--- Dataset entries Enclosed Below ---

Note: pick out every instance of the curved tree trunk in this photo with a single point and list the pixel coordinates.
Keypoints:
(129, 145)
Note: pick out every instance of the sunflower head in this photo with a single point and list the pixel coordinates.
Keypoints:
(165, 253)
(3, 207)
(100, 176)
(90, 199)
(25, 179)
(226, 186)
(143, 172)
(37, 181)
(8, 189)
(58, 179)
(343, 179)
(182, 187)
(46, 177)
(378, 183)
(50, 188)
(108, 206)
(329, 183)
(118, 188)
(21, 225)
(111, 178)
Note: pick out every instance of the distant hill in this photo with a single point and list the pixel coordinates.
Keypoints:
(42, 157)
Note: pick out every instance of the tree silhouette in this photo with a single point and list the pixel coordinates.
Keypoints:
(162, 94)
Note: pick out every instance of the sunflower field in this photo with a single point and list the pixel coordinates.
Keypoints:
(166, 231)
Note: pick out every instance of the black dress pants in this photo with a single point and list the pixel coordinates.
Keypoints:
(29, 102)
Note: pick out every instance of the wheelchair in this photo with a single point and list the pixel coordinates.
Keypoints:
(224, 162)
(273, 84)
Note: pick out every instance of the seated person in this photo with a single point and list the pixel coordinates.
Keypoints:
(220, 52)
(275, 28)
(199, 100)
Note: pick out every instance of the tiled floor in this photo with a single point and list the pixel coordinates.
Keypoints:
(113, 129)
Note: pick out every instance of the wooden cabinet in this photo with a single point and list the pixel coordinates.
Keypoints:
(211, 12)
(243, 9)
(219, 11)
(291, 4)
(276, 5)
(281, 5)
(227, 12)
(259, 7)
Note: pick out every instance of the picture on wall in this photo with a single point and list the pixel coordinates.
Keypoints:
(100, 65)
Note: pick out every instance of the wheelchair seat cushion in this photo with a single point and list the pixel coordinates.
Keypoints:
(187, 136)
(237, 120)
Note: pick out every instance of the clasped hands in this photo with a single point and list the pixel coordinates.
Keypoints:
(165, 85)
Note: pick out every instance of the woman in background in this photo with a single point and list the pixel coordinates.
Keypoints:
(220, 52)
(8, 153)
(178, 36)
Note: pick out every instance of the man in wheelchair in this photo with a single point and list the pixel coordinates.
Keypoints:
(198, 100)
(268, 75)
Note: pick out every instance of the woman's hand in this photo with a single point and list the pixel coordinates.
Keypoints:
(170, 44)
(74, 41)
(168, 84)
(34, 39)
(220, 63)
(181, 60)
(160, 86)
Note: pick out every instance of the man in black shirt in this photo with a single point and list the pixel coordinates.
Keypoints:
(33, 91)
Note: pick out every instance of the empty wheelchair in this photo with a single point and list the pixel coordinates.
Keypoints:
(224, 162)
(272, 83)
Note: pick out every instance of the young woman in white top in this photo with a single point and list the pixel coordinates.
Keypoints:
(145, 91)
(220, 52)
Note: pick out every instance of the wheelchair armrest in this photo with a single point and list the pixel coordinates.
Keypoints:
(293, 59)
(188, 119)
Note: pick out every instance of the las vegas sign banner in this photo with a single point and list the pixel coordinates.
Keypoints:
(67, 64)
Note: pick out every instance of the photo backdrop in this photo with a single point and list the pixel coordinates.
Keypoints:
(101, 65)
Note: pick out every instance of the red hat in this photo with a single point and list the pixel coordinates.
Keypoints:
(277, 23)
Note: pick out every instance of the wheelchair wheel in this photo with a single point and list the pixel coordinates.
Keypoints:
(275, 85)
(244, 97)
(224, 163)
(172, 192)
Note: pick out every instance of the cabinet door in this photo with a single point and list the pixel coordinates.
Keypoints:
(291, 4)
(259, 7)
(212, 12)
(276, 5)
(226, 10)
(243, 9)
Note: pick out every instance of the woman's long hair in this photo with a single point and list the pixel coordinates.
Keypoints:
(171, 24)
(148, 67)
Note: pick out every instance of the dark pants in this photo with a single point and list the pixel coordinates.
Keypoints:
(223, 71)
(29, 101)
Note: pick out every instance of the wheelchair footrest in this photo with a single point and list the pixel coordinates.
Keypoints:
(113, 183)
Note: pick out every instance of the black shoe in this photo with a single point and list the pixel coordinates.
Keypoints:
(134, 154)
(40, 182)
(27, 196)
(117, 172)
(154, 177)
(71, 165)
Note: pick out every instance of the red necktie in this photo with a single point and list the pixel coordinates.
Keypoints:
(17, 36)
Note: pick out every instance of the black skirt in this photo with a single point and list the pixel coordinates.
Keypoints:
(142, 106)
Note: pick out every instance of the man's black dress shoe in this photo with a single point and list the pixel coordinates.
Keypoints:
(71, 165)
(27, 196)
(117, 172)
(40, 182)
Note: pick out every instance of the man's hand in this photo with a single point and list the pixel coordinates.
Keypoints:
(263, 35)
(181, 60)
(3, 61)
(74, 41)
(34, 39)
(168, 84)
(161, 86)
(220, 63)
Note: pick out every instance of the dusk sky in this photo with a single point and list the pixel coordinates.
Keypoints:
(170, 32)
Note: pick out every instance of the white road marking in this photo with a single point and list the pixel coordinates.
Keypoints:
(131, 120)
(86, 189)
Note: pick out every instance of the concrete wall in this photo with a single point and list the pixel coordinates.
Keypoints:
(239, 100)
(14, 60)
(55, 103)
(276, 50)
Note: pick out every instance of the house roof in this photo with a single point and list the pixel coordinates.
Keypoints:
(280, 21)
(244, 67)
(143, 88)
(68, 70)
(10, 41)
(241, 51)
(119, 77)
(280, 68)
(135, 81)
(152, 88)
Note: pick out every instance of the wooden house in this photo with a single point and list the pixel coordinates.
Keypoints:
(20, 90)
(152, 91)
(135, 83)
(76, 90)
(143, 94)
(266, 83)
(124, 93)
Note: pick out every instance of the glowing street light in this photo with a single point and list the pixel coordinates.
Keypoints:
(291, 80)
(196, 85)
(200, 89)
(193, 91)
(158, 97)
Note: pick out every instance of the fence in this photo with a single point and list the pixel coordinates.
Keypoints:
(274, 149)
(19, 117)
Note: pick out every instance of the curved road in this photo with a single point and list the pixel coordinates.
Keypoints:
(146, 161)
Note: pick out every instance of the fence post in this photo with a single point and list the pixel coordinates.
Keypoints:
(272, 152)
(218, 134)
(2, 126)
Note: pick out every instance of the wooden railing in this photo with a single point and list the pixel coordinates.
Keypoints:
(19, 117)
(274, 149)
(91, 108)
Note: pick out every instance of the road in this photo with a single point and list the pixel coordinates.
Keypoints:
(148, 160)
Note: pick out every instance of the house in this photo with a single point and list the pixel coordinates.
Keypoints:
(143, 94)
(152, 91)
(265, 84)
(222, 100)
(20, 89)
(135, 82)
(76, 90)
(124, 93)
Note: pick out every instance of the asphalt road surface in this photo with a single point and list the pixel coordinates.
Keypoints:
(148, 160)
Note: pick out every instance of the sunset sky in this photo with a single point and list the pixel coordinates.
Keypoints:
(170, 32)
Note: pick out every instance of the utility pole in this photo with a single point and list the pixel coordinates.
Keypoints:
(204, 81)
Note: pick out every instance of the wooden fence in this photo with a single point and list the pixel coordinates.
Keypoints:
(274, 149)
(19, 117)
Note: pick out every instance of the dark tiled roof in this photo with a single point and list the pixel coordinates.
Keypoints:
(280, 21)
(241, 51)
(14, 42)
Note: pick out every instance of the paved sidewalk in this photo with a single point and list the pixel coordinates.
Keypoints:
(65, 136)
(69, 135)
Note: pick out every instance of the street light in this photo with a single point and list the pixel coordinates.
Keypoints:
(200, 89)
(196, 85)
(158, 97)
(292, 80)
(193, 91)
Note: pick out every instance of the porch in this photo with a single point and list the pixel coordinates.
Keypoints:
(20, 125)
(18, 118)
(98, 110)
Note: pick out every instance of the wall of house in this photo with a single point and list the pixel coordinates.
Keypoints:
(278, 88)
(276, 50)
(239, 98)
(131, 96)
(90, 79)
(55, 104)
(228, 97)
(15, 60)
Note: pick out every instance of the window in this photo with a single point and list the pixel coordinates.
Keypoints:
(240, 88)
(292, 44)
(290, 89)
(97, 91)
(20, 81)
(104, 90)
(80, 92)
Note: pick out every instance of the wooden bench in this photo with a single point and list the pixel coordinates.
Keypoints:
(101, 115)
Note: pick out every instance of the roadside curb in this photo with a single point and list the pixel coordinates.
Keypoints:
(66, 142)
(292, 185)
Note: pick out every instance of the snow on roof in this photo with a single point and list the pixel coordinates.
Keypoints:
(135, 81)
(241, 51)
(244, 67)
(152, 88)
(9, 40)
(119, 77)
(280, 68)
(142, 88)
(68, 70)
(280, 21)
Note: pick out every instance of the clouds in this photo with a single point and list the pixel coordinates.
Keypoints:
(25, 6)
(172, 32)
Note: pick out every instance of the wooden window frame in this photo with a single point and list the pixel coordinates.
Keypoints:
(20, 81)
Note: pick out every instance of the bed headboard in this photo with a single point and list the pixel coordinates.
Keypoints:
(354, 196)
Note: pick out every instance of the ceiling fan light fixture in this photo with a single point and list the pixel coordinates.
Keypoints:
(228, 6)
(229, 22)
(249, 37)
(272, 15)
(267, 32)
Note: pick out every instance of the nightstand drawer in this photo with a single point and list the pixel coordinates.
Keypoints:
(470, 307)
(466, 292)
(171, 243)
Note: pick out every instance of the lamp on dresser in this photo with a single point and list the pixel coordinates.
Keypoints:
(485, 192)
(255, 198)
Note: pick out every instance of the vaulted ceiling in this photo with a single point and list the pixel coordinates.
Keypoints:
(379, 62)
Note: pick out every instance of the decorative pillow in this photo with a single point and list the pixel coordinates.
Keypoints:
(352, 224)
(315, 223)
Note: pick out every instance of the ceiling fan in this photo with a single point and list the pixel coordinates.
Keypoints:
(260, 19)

--- End of Enclosed Dataset entries ---

Among the records above, which lines hold the word "fence"? Copy each one.

Note: pick out every instance of the fence in this photo with a single point and list the pixel coordinates.
Note: pick out every instance of the fence post in this photo with a single point and list the pixel coordinates.
Note: pick out every instance of the wooden fence in this photo with a single point and list the pixel coordinates.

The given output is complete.